WHAT IS NEEDED>
Rewrite the stretch from the line containing "Reviewer note: every instance of the sled rope" through the line containing "pixel 546 325", substituting "frozen ground" for "snowy ground" and leaving everything else unchanged.
Start of DATA SHOWN
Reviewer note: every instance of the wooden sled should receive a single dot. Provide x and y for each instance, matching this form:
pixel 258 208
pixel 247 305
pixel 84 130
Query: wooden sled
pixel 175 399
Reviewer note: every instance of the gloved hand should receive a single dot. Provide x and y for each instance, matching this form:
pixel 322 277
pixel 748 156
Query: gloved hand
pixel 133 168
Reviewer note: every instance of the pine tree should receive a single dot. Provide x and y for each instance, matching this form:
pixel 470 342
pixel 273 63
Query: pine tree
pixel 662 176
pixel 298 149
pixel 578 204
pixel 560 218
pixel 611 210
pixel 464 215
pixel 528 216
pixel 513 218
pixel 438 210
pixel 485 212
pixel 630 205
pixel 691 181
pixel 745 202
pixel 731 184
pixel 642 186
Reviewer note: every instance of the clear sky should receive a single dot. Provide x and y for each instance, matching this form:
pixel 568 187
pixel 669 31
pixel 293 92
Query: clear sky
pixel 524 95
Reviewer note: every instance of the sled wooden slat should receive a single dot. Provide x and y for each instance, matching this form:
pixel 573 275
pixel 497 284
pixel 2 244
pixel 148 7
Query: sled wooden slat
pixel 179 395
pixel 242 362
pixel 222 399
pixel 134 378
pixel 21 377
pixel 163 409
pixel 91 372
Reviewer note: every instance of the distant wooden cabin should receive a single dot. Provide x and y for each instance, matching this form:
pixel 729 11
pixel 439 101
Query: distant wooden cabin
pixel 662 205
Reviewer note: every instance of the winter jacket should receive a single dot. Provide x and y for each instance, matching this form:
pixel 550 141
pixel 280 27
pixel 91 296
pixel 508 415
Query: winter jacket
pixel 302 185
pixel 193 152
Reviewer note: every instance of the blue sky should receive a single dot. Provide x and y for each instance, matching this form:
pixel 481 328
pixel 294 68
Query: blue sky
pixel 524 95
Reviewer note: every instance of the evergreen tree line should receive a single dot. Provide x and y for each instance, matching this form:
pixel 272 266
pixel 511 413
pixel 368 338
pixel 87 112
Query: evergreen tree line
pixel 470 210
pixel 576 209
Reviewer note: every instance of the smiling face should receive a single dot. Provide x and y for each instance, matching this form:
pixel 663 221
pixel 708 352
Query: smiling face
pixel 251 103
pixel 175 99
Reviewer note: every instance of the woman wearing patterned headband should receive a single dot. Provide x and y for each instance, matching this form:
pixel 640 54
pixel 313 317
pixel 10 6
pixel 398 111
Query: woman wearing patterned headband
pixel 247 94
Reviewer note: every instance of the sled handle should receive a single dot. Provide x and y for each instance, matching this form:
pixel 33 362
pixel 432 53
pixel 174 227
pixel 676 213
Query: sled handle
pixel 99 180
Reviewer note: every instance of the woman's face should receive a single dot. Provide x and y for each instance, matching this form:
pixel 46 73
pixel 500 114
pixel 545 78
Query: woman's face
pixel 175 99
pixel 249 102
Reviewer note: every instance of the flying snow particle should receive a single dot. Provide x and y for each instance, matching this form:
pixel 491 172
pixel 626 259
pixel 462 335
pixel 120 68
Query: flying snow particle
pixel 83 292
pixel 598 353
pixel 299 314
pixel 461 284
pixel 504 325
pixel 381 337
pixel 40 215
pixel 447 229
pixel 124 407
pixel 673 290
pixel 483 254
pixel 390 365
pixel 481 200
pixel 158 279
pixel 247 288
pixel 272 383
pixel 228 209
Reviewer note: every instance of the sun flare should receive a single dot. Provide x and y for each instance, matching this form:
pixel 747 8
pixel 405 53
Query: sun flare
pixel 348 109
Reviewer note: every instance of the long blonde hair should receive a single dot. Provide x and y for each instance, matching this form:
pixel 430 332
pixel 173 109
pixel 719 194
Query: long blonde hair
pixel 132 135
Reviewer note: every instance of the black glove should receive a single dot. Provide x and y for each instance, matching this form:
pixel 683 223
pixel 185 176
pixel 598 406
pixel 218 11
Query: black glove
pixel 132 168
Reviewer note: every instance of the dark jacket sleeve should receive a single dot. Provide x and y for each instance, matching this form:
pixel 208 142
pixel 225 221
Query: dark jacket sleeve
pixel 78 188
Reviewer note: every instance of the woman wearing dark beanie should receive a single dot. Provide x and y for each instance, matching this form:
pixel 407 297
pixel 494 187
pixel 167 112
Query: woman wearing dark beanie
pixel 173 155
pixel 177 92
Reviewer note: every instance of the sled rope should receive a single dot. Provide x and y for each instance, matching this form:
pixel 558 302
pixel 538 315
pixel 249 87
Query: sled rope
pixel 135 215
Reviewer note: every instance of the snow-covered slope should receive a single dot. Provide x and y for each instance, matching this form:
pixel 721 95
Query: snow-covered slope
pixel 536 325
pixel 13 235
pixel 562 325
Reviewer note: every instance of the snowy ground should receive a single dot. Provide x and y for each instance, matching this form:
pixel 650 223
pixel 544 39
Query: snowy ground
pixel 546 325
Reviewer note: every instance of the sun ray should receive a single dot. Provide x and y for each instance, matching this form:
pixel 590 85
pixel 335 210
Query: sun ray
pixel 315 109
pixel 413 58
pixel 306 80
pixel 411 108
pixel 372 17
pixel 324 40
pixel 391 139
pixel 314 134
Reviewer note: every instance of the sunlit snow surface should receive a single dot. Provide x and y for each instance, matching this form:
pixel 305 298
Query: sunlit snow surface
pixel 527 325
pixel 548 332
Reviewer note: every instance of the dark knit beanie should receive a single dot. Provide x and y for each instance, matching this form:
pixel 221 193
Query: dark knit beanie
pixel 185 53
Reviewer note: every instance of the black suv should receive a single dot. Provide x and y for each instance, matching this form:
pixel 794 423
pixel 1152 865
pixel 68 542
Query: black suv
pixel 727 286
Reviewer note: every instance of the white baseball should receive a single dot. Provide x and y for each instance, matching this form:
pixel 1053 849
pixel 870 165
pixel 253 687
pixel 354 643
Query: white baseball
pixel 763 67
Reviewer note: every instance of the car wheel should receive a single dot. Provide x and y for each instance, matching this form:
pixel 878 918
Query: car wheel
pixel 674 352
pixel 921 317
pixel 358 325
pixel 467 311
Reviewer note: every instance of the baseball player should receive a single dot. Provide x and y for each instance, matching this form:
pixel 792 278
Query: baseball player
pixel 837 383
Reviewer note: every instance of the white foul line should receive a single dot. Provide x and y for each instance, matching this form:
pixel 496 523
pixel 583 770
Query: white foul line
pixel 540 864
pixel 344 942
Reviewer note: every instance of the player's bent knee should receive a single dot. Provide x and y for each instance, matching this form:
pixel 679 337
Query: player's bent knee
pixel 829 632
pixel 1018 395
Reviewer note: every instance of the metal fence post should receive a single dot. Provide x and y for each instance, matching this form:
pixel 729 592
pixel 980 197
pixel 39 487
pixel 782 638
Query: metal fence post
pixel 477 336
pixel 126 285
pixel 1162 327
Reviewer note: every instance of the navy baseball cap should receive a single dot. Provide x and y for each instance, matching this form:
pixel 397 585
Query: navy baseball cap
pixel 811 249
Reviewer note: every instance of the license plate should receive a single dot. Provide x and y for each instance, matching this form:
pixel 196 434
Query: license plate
End of DATA SHOWN
TASK RESPONSE>
Reviewer note: every instance of the sled rope should receive a single dot. Provide x and y for each instance, matching this form:
pixel 558 302
pixel 538 315
pixel 249 87
Query: sled rope
pixel 135 215
Reviewer note: every instance of the snow-covered slope should receive a single dot. Provide x and y for each instance, matching this form:
pixel 721 95
Query: snow-covered slope
pixel 536 325
pixel 13 235
pixel 562 325
Reviewer note: every instance of the frozen ground should receive a single dot. Provide x and y for each instance, matching this form:
pixel 650 223
pixel 544 39
Query: frozen ground
pixel 546 325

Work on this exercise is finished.